## Objetivo da tarefa
Transcreva do texto sobre a informática no Brasil o trecho que começa em "Passou da hora" e segue até "apostam nessa virada.".

## Documento de origem
Já faz 66 anos que o primeiro computador chegou ao Brasil, para o Estado de São Paulo e infelizmente houveram poucos momentos em que a inovação tecnológica do nosso país fez a sua lição de casa e alterou os rumos em seus investimentos, apostas e estratégias neste campo tão importante para a inovação. O mais importante deles e que impulsionou uma época muito fecunda em nosso país, foi o incentivo a produção de hardware e software nacional ao longo dos anos 80 e começo dos 90, impulsionados incentivos fiscais e leis estatais como as Leis de Software (Lei nº 7.646/87), e de Informática (Lei nº 8.248/91) que em conjunto com a Sociedade Brasileira de Computação (SBC) e grandes empresas, principalmente os bancos, trouxeram ao longo da década de 90, em meio a abertura econômica, um momento muito fecundo na produção de computadores e softwares nacionais. Empresas como Itautec, Microtec, Microsiga (posteriormente Totvs - que também adquiriu outras empresas) surgiram, universidades produziram softwares experimentais em larga escala (muitos deles utilizados até hoje para meteorologia e telecomunicações por exemplo) - 100% nacionais, além de grandes empresas nacionais terem se digitalizado a largos passos.
A partir dos anos 2000 as coisas começaram a mudar, a internet tornou o acesso a software e componentes/hardwares mais globalizados, leis de incentivo ficaram de lado, perdemos competitividade intelectual e de mercado. Empresas americanas invadiram o cenário nacional com os chamados softwares de prateleira e mesmo que as corporações tenham se beneficiado, isso prejudicou a veia experimental que se construía de forma incipiente em nosso país - o que agora se apresenta como um paradoxo. Hoje o cenário é de larga adoção de produtos americanos, desde softwares de prateleira, componentes, serviços na nuvem e até mesmo a lógica e os processos de construção de software. Universidades se desdobram com poucos incentivos para realizarem investimentos em um cenário pautado por Machine Learning que requer caríssimos serviços de nuvem e/ou computacionais, além de investimento em corpo docente para pesquisa contínua e de ponta.
Passou da hora de mudarmos esta perspectiva, e há uma estratégia possível que passa pela adoção e incentivo ao software aberto visando cooperação. Veja bem, mesmo empresas americanas já apostam nessa virada.

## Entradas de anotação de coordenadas
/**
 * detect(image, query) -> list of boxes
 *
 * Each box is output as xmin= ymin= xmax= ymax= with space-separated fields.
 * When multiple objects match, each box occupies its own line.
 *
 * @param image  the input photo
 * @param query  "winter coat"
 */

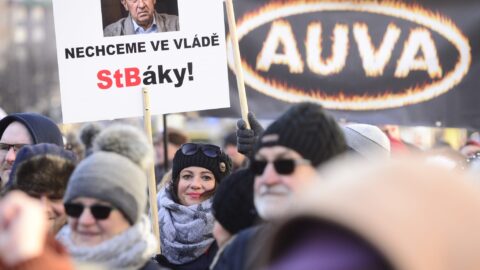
xmin=155 ymin=242 xmax=218 ymax=270
xmin=212 ymin=224 xmax=272 ymax=270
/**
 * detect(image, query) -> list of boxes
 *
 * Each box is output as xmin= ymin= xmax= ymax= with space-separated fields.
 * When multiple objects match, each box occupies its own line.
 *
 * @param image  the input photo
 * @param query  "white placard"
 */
xmin=53 ymin=0 xmax=230 ymax=123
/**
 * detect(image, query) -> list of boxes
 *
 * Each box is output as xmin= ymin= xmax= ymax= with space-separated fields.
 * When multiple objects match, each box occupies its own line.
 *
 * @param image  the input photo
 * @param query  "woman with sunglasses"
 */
xmin=58 ymin=127 xmax=159 ymax=269
xmin=157 ymin=143 xmax=232 ymax=270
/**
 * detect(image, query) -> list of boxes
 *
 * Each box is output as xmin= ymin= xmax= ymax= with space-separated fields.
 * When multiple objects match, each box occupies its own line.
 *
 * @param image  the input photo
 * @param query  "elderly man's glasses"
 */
xmin=180 ymin=143 xmax=222 ymax=158
xmin=0 ymin=143 xmax=27 ymax=156
xmin=127 ymin=0 xmax=146 ymax=4
xmin=64 ymin=203 xmax=113 ymax=220
xmin=250 ymin=159 xmax=311 ymax=175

## Resultado da tarefa
Passou da hora de mudarmos esta perspectiva, e há uma estratégia possível que passa pela adoção e incentivo ao software aberto visando cooperação. Veja bem, mesmo empresas americanas já apostam nessa virada.